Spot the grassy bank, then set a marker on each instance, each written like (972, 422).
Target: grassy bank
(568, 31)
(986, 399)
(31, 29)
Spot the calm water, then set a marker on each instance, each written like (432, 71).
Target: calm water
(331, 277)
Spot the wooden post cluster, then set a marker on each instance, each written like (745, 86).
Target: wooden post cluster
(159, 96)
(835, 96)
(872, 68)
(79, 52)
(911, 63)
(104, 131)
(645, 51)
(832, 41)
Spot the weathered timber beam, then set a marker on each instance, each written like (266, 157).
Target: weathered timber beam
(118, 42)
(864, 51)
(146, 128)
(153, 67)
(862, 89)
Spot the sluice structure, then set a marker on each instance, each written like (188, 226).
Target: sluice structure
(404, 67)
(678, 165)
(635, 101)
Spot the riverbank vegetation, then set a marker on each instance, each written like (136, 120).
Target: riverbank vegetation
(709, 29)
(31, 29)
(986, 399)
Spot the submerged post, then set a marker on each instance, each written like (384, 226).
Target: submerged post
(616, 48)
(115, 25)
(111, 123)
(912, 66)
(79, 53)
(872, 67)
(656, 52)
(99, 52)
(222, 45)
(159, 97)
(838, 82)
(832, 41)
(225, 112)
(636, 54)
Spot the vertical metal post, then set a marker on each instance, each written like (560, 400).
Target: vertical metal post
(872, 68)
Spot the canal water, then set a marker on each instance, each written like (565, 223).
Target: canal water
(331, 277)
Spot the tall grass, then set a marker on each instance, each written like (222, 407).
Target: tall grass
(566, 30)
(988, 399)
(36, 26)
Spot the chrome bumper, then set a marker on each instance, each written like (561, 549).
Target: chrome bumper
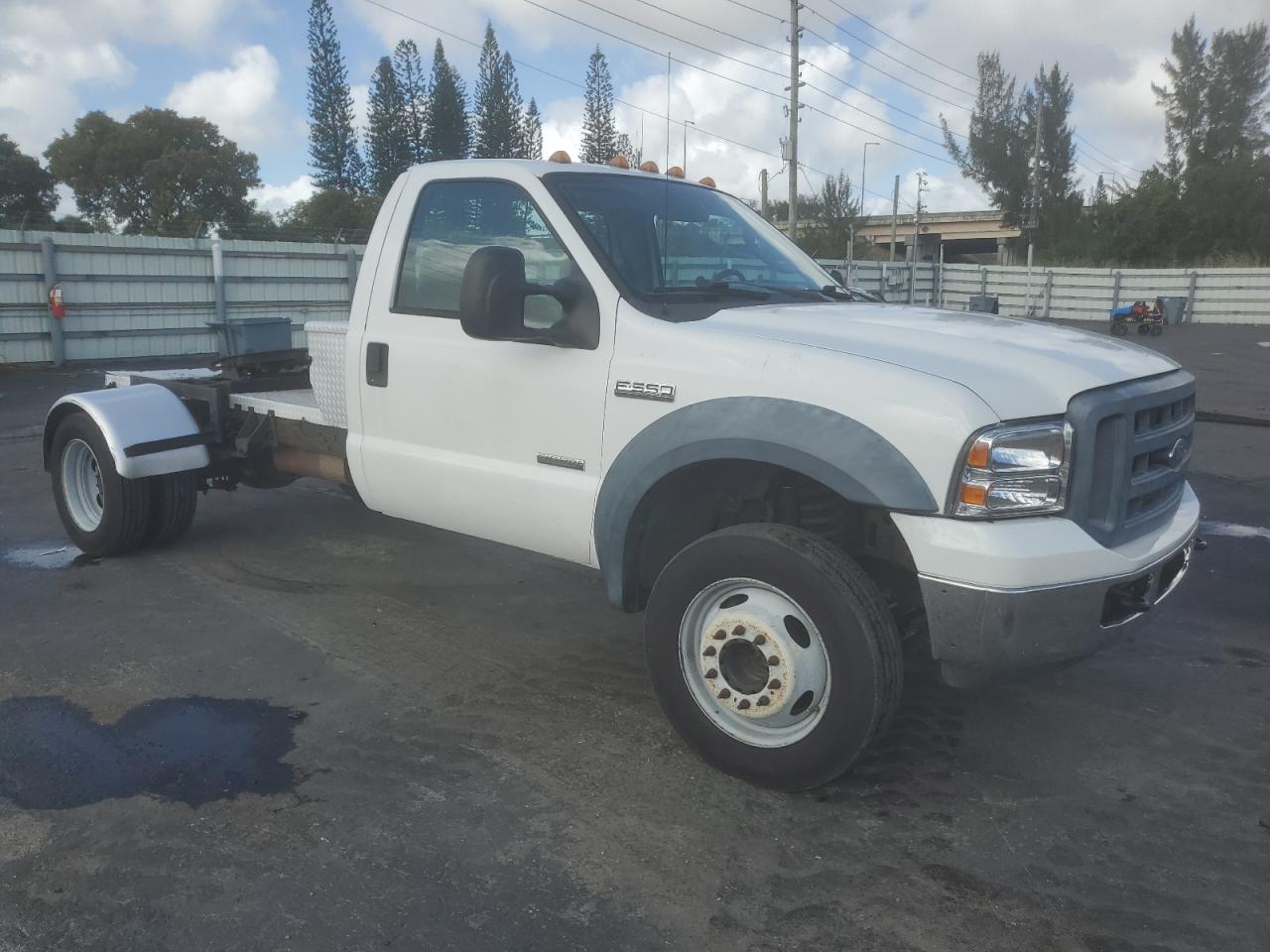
(976, 633)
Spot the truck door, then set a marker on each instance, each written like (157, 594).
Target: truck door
(490, 438)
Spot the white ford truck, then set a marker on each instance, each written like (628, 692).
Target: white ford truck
(636, 373)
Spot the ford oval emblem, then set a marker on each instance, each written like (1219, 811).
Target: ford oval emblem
(1178, 453)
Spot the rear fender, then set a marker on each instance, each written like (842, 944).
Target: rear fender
(146, 426)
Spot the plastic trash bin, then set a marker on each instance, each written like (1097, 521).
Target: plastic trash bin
(253, 335)
(1175, 309)
(984, 303)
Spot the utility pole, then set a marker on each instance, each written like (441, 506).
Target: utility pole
(793, 109)
(917, 235)
(894, 217)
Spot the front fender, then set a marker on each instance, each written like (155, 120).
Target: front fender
(132, 420)
(842, 453)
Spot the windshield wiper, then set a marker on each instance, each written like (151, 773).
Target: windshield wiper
(714, 289)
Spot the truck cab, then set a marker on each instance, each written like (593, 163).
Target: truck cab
(803, 493)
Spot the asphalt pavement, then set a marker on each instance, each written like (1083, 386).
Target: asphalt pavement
(314, 728)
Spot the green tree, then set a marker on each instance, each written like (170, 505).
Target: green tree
(333, 151)
(157, 173)
(408, 67)
(330, 214)
(1058, 197)
(1216, 100)
(1185, 99)
(996, 151)
(499, 125)
(388, 136)
(531, 137)
(447, 134)
(26, 189)
(598, 130)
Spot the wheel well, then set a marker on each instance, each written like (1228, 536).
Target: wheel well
(701, 498)
(55, 420)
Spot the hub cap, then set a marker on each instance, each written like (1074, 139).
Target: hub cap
(754, 661)
(81, 485)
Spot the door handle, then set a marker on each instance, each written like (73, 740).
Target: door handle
(377, 365)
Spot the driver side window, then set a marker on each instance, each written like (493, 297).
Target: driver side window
(454, 218)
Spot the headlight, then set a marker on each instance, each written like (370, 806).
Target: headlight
(1015, 470)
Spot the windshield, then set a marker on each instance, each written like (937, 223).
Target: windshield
(666, 240)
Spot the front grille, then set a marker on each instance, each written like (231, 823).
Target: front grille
(1130, 448)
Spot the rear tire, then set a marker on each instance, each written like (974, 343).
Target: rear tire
(103, 513)
(837, 666)
(173, 502)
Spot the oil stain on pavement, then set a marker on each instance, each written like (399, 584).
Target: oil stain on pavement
(190, 749)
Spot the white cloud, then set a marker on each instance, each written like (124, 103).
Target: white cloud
(54, 50)
(278, 198)
(240, 99)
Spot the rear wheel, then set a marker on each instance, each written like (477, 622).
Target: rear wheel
(772, 654)
(103, 513)
(173, 502)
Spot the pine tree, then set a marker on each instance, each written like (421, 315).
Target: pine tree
(598, 131)
(414, 94)
(388, 139)
(532, 135)
(498, 103)
(445, 134)
(331, 137)
(1185, 99)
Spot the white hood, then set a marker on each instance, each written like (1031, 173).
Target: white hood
(1019, 367)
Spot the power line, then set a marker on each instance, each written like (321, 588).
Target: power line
(883, 53)
(726, 79)
(578, 85)
(815, 66)
(888, 75)
(1111, 158)
(897, 40)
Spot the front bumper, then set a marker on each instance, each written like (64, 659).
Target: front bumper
(978, 631)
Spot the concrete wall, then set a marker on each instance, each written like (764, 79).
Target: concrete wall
(1215, 295)
(132, 296)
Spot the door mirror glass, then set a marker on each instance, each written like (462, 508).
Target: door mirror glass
(492, 296)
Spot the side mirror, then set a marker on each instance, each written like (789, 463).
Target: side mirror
(492, 298)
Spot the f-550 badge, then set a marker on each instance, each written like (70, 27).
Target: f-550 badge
(644, 391)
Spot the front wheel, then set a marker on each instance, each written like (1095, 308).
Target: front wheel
(772, 654)
(103, 513)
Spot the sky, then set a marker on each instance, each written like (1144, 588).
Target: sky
(879, 71)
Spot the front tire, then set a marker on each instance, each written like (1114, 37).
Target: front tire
(807, 673)
(103, 513)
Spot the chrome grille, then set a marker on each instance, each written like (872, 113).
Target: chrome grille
(1132, 444)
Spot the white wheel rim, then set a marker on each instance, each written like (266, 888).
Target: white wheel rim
(81, 485)
(734, 630)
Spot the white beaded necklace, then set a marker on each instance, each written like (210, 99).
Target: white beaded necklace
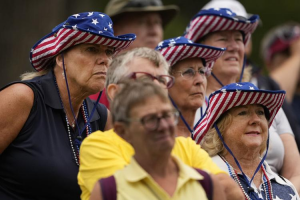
(88, 127)
(266, 182)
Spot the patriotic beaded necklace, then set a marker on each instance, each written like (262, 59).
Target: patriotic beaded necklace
(75, 145)
(266, 182)
(86, 117)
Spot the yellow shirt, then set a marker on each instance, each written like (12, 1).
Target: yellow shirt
(133, 182)
(103, 153)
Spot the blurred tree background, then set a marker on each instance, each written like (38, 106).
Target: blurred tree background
(24, 22)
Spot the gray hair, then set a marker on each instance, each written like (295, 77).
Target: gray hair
(212, 143)
(120, 64)
(133, 93)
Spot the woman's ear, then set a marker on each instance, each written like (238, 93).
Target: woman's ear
(121, 130)
(112, 90)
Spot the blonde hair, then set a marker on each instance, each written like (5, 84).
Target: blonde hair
(31, 75)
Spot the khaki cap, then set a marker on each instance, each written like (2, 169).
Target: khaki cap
(117, 7)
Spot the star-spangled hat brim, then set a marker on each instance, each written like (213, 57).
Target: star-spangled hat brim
(176, 49)
(115, 8)
(223, 19)
(233, 95)
(89, 27)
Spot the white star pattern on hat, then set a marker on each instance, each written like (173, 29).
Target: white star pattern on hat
(75, 27)
(76, 15)
(228, 12)
(277, 198)
(293, 197)
(95, 21)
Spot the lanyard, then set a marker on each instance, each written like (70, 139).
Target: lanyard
(250, 189)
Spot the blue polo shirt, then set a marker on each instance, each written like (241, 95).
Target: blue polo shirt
(39, 163)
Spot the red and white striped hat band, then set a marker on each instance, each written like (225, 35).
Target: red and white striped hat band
(91, 27)
(233, 95)
(223, 19)
(176, 49)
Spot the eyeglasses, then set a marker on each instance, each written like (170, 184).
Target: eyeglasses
(165, 80)
(190, 73)
(151, 121)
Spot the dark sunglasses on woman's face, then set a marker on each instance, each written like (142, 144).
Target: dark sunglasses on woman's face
(166, 81)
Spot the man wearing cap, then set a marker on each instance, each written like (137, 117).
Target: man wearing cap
(145, 18)
(221, 27)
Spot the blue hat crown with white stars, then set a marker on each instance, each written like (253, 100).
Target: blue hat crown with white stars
(93, 22)
(88, 27)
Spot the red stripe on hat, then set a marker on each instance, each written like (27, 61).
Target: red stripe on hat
(174, 58)
(196, 30)
(166, 53)
(227, 24)
(173, 49)
(193, 26)
(41, 49)
(189, 52)
(204, 29)
(220, 99)
(218, 25)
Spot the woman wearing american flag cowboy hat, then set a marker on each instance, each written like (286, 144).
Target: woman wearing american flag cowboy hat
(221, 27)
(45, 117)
(191, 64)
(235, 130)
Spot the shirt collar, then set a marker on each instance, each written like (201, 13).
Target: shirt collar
(52, 97)
(134, 172)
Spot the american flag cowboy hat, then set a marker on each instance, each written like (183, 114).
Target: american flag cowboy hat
(176, 49)
(220, 19)
(87, 27)
(233, 95)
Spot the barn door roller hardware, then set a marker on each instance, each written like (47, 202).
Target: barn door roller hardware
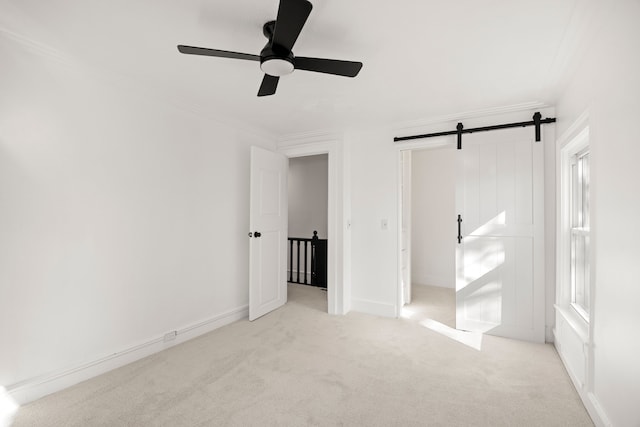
(537, 121)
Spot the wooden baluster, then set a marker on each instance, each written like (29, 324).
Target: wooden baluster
(290, 260)
(298, 272)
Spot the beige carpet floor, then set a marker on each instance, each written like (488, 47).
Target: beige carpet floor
(298, 366)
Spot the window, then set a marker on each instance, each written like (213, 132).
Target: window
(579, 232)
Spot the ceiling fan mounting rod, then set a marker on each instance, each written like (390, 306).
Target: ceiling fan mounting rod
(268, 28)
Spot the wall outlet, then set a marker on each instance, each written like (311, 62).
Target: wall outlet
(170, 336)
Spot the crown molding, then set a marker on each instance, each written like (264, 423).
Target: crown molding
(131, 85)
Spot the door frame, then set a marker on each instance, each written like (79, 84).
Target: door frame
(338, 297)
(425, 144)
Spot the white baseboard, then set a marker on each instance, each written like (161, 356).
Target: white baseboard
(438, 281)
(589, 400)
(373, 307)
(34, 388)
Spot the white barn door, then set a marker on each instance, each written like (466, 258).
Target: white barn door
(268, 232)
(499, 261)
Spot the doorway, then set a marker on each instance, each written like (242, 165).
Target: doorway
(308, 187)
(428, 234)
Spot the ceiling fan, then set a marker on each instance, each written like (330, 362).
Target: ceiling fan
(277, 58)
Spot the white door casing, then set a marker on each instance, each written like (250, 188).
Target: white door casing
(500, 261)
(405, 248)
(268, 232)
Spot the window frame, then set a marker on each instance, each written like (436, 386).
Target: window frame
(576, 146)
(579, 228)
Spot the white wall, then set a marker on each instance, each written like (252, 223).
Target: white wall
(308, 190)
(374, 175)
(120, 218)
(605, 83)
(433, 242)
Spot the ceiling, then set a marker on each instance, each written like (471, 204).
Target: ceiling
(421, 59)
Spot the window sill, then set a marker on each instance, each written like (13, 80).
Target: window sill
(577, 322)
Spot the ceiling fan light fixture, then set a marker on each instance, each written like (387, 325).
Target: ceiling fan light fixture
(277, 66)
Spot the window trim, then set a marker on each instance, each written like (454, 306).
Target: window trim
(578, 221)
(577, 143)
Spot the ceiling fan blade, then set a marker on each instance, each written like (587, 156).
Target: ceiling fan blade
(292, 15)
(192, 50)
(328, 66)
(269, 85)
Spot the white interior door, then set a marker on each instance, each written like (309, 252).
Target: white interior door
(406, 227)
(268, 232)
(499, 262)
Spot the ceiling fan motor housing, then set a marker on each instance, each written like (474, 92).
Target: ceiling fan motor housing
(274, 59)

## WHAT THE TASK ASKS
Starting at the line with "Spot the white baseboard, then", copy every line up to and including the last one in the entries above.

## COMPLETED EXERCISE
Spot the white baseboard, then set a marker on each instance, each written like (161, 356).
Target: white baseboard
(438, 281)
(589, 400)
(373, 307)
(34, 388)
Spot the white barn door, then set a marker on each instance, each written like (466, 258).
Target: white barn door
(268, 232)
(499, 261)
Spot the doorway, then set a marker on each instance, each written like (242, 165).
Target: doorway
(308, 187)
(428, 234)
Spot the ceiling fan, then set a marker on each instance, each written like (330, 362).
Target: ceiling fan
(277, 58)
Spot the white door casing, then set a marker on each instance, each written like (250, 188).
Target: white door casing
(500, 261)
(405, 248)
(268, 232)
Spot the window frame, then set a marker on each instance, each written like (436, 386).
Target: window frame
(576, 146)
(579, 228)
Spot the white wall, then set a marker on each instance, each written like (252, 223).
Target: white wall
(308, 190)
(374, 175)
(120, 218)
(605, 83)
(433, 242)
Spot the ceiling, then set a marker on each instance, each written like (471, 204).
Target: ceiling
(421, 59)
Spot the window sill, then set a marker on each instance, each written like (13, 80).
Target: window sill
(577, 322)
Spot the ceiling fan light fixture, then set a marker on each instance, each written like (387, 325).
Target: ceiling fan light fixture
(277, 66)
Spot the window trim, then set a marker on each instance, each written like (454, 306).
Target: window trim
(578, 221)
(577, 143)
Spot the ceiling fan blade, then set a marker on each instance, each written like (587, 156).
Target: ceiling fan blade
(292, 15)
(192, 50)
(328, 66)
(269, 85)
Spot the white interior door, then set a marker on each instance, each written like (309, 252).
Target: white interior door
(406, 227)
(268, 232)
(499, 262)
Spot the ceiling fan motor housing, then set a marker on each instance, each written like (474, 92).
Target: ceiling fan motor housing
(274, 59)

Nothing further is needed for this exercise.